╭─ Information shown
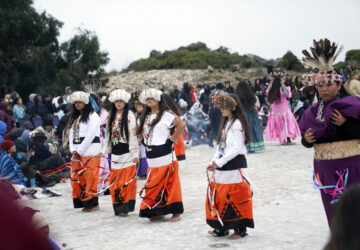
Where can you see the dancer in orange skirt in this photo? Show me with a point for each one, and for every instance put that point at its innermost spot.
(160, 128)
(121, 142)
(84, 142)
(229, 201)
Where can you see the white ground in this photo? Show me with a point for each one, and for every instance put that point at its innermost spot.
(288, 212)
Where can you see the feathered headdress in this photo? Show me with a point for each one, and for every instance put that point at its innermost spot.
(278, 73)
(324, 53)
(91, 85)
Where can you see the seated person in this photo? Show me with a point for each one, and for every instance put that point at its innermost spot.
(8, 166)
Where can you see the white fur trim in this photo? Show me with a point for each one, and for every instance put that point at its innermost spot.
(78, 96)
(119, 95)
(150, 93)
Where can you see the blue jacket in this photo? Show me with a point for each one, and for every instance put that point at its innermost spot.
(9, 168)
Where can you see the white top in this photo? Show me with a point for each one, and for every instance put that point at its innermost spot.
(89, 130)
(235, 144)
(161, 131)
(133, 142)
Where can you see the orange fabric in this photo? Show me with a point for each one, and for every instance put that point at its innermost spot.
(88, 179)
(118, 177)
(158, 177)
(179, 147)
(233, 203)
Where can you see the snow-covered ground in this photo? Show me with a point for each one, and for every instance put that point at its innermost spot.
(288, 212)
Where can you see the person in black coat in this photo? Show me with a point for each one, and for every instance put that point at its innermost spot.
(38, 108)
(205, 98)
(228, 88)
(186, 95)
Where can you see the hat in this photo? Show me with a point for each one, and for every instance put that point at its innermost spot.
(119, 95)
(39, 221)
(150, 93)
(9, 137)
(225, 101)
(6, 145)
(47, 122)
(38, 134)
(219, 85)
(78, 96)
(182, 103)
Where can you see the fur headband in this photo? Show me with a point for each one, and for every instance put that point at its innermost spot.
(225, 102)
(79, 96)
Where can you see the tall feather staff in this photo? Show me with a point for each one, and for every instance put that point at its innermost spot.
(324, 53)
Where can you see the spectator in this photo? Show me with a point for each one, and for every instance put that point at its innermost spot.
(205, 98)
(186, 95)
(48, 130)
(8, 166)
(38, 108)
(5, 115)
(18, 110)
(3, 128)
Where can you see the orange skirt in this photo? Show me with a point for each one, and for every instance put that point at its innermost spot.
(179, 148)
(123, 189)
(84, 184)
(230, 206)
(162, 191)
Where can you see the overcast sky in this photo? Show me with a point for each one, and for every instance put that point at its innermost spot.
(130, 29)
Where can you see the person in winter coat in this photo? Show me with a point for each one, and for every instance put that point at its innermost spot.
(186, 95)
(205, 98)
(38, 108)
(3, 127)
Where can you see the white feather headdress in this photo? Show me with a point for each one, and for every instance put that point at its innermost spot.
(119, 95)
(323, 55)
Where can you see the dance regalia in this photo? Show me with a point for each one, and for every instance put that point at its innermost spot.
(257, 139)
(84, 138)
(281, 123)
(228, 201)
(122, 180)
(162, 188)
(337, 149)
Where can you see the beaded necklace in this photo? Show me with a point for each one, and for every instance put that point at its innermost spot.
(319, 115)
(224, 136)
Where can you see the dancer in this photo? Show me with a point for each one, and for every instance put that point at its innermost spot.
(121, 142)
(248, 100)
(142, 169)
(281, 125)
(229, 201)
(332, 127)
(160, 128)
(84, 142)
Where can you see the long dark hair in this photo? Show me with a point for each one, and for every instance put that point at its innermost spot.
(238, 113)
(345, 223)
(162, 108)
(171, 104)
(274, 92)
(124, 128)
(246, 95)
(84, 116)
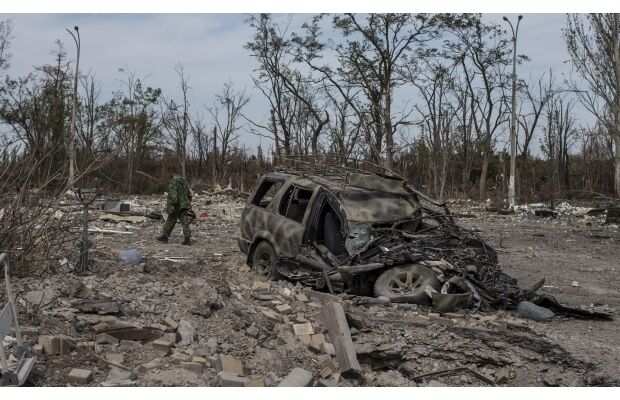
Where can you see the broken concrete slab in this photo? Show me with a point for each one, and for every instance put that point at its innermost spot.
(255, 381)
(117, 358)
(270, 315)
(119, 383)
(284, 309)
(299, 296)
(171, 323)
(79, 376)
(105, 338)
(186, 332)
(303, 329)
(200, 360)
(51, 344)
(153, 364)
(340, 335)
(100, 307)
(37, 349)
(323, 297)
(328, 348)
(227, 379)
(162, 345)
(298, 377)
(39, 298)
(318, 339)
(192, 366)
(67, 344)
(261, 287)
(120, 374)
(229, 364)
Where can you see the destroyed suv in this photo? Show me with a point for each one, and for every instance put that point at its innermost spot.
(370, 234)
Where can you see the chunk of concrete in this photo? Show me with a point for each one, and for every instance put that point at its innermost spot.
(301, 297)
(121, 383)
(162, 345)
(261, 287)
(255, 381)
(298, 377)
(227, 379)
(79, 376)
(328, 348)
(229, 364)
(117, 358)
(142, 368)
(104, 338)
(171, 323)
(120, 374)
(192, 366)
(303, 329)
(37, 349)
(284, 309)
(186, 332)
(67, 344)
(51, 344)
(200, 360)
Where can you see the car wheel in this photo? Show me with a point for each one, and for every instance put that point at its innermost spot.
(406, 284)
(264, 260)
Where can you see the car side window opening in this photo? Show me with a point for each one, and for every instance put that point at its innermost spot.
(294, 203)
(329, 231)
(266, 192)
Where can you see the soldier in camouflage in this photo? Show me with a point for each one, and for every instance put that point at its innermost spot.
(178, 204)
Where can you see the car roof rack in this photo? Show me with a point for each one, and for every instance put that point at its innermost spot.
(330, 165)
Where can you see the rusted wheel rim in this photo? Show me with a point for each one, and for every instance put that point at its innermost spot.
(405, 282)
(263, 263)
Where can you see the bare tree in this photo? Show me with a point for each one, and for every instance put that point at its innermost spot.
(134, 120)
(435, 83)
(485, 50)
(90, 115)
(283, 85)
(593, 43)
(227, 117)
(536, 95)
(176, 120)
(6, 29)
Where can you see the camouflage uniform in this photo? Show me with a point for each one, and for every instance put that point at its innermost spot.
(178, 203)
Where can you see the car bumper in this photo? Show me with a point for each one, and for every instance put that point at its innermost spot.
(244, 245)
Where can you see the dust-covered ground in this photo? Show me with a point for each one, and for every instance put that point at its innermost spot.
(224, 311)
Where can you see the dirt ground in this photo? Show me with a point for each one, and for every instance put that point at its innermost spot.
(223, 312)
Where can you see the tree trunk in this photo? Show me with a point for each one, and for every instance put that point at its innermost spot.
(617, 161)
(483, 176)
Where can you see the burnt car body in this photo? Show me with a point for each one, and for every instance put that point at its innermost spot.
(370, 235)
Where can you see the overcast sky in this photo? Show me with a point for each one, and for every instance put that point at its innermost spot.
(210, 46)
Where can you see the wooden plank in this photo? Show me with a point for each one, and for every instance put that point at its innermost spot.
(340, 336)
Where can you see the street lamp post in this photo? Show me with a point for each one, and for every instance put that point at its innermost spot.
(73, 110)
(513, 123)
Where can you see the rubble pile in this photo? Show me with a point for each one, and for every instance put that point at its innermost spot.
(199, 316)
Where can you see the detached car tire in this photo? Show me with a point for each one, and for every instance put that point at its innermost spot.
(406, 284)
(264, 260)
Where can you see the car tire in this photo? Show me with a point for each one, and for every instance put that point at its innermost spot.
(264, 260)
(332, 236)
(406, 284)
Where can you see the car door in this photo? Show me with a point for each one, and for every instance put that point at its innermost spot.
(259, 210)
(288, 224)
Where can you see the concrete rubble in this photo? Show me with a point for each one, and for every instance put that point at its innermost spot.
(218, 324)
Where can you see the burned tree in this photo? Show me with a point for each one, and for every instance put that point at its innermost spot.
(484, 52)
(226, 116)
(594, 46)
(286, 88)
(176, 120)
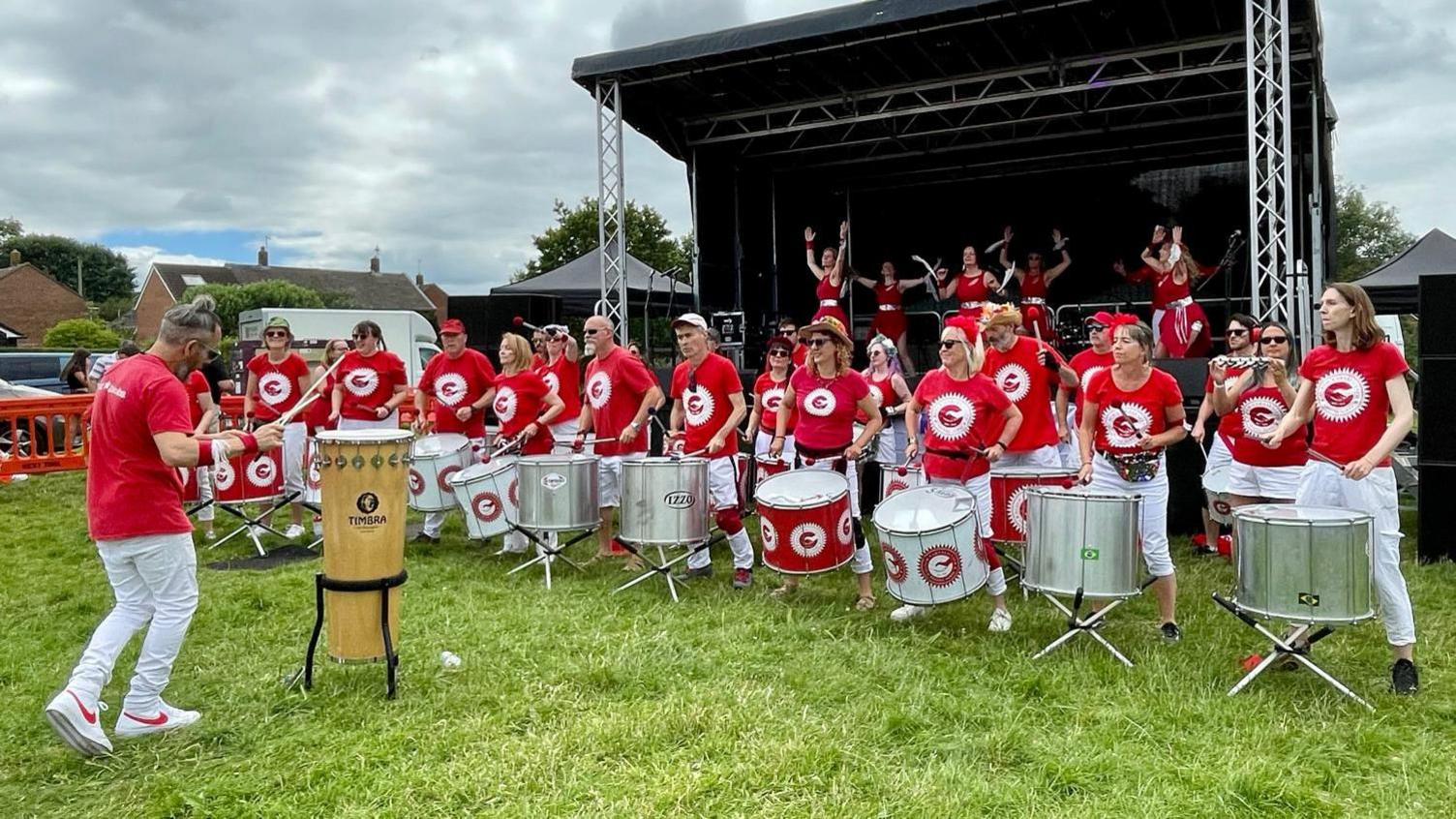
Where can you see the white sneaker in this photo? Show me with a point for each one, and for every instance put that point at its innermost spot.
╰─
*The task:*
Each line of the data should be quoted exactly, with pictures left out.

*Worked answer:*
Where can you see the dancer in orange skirt in this photo? Show me with a point for each one, and for every instance put that point at its innermost spot.
(160, 128)
(121, 142)
(84, 142)
(229, 201)
Where can you see the white ground in this photo? Show me with a point for each one, and for every instance put that point at its innermost spot.
(288, 212)
Where can you see the feathered headdress in this photo? Show me with a point for each one, and for every instance put that point at its innermost spot.
(278, 73)
(324, 53)
(91, 85)
Where can you see the seated person in this photo? Show me with a point for each one, and for every instance put that point at its innermost spot.
(8, 166)
Where can you see the white fur trim in this photo? Show me with a point for each one, and for every instance put that point at its innermost spot.
(78, 96)
(119, 95)
(150, 93)
Where can you see the blue jacket in this photo? Show me with a point for each one, and for every instance put that point at its innermost spot.
(9, 168)
Where can you see the white top in this photo? Show me with a point for each one, and for every instance put that point at its innermost spot.
(89, 130)
(235, 144)
(161, 131)
(133, 142)
Where can you see the orange fabric in this photo? Show me with a point for each one, and for every instance put that point at its innermost spot.
(88, 179)
(118, 177)
(158, 177)
(179, 147)
(233, 203)
Where can you see the snow-covered ground in this photo? Show me with a point for each one, and for every instance put that point at its innermost spot.
(288, 212)
Where can you see the person in black coat in this photo? Show me with a point for each one, and for every instance put that point at its innermost spot.
(38, 108)
(205, 98)
(228, 88)
(186, 95)
Where can you see the hat in this photo? Show me with a point for each one, and for every instance put that point at its innermost spot.
(119, 95)
(39, 221)
(150, 93)
(9, 137)
(225, 101)
(6, 145)
(47, 122)
(38, 134)
(219, 85)
(78, 96)
(182, 103)
Where can you see the fur headband in this photo? Show me with a point for each one, and for every instance put that point at its innermost spot.
(225, 102)
(79, 96)
Where can you see the tall feather staff in this photo? Show me with a point for each one, and for every instance put that point at its innermost spot.
(324, 53)
Where can you see the spectator in this photo? Show me with a point for each one, and for every instance put that point at its innermost spot.
(205, 98)
(186, 95)
(48, 130)
(8, 166)
(38, 108)
(5, 115)
(18, 110)
(3, 128)
Where can you see the orange skirt in this photo? Show me with a point for each one, and for every instance put that point at its innermost spot.
(179, 148)
(123, 189)
(84, 184)
(230, 206)
(162, 191)
Where can you see the overcast sky in this photo? Show me with a point for each one, and for every instance put that point at its innermost spot.
(130, 29)
Where can you see the person in winter coat in this photo? Show me with a point for each one, and for every instance put that point at its innermost spot.
(186, 95)
(205, 98)
(38, 108)
(3, 127)
Where can you see the white feather headdress in this photo? Show me with a point for each one, and for every instance put that point at its innermost spot.
(119, 95)
(323, 55)
Where can you see the dance regalia in this photo? Show me with a point for each one, and for every instance put that point at its innermost spot.
(257, 139)
(84, 138)
(281, 123)
(228, 201)
(122, 180)
(162, 188)
(337, 149)
Where can you see the beaded necklace in this photo? Show me with a point for each one, and for every instance put that point at its innermost spot.
(319, 115)
(224, 136)
Where can you see the dancer in this photo? Show me with a point for each one, and for every instance put that point at its innermost spot.
(121, 142)
(248, 100)
(142, 169)
(281, 125)
(229, 201)
(332, 127)
(160, 128)
(84, 142)
Where can you see the long dark hair in this photo? Show me with a point for each one, and for every instance put that point at its innermost spot.
(238, 113)
(345, 223)
(162, 108)
(171, 104)
(274, 92)
(124, 128)
(246, 95)
(84, 116)
Where can you see the broken concrete slab in this photo? Show me with a point for each one, and for every instance put that point at its innermost spot.
(255, 381)
(117, 358)
(270, 315)
(119, 383)
(284, 309)
(299, 296)
(171, 323)
(79, 376)
(105, 338)
(186, 332)
(303, 329)
(200, 360)
(51, 344)
(153, 364)
(340, 335)
(100, 307)
(37, 349)
(323, 297)
(328, 348)
(227, 379)
(162, 345)
(298, 377)
(39, 298)
(318, 339)
(192, 366)
(67, 344)
(261, 287)
(120, 374)
(229, 364)
Where can you see the destroyed suv in this photo? Show me with a point for each one, and for every instance put that point at its innermost spot.
(370, 234)
Where can you see the chunk of concrete in this photo? Show me with a point for each one, and for every instance put that point at its innermost spot.
(301, 297)
(121, 383)
(162, 345)
(261, 287)
(255, 381)
(298, 377)
(227, 379)
(79, 376)
(328, 348)
(229, 364)
(117, 358)
(142, 368)
(104, 338)
(171, 323)
(120, 374)
(192, 366)
(303, 329)
(37, 349)
(284, 309)
(186, 332)
(67, 344)
(51, 344)
(200, 360)
Where can you see the car wheel in this photo? Show me with a point for each one, and for every instance put that point at its innermost spot.
(406, 284)
(264, 260)
Where can you see the car side window opening in this photo? Show me with a point for each one, and for every instance put that point at its innermost spot.
(294, 203)
(329, 231)
(266, 192)
Where can you see the soldier in camouflage in this photo? Show me with a point for each one, and for every instance put that point at its innermost spot.
(178, 204)
Where can you see the car roof rack in this photo? Show me with a point for each one, and for every instance put that point at its innermost spot.
(330, 165)
Where can you see the rusted wheel rim in this photo? Show me with a point for each one, and for every instance put that point at its innermost spot.
(405, 282)
(263, 263)
Where can you see the bare tree in this photo? Show me with a point for each one, and for every instance put that point at its innermost spot.
(134, 120)
(435, 83)
(485, 50)
(90, 115)
(283, 85)
(593, 43)
(227, 117)
(536, 95)
(176, 120)
(6, 29)
Where can you see the camouflage uniform in this photo? Show me with a point for each one, and for every instance put that point at its innermost spot.
(178, 203)
Where can you see the car bumper in this photo? Show me with a point for each one, and for every instance put that point at its innermost spot.
(244, 245)
Where can you see the dust-covered ground in this photo? Show me with a point for each one, and for every instance put that point at its innermost spot.
(224, 311)
Where can you see the dirt ground in this photo? Show me with a point for each one, and for every instance put that point at its innermost spot.
(223, 312)
Where can you see the tree trunk in this photo? Show me with a point for each one, and for every instance put that point at its innermost spot.
(617, 161)
(483, 176)
Where can you see the burnt car body in this photo? Show me with a point for each one, and for every instance put that point at its innermost spot.
(370, 235)
Where can you see the overcast sky in this photo? Show me with a point for each one, and for every instance put that point at its innermost spot.
(210, 46)
Where can you see the wooden plank in this photo? Show me with a point for each one, and for every instance put that point at its innermost spot.
(340, 336)
Where can you see the street lamp post in this photo? Show me with a point for each one, and for every instance put that point at its innermost spot.
(73, 110)
(513, 123)
Where can you see the rubble pile in this photo? Show me with a point for each one, and for every instance put that point at its innermost spot.
(199, 316)
Where can you see the detached car tire in this photo? Show me with a point for each one, and for every instance put that point at its innermost spot.
(406, 284)
(264, 260)
Where can you see the car tire in this photo? Show me with a point for each one, and for every instance put that point at its innermost spot.
(264, 260)
(332, 236)
(406, 284)
Where can you see the car door in this photo? Show me with a point for each one, and for every instance put that point at its innermost spot.
(259, 210)
(288, 224)
Where can you see the concrete rubble in this photo? Show me with a point for each one, and for every instance put that point at its innermost spot.
(218, 324)
Where can you see the burned tree in this photo? Show me with a point for each one, and for every instance put that point at its innermost spot.
(484, 52)
(226, 116)
(594, 46)
(286, 88)
(176, 120)
Where can you see the white sneaker in this photo? Show me with a point for each one, and for every instance put that point at its innermost spot.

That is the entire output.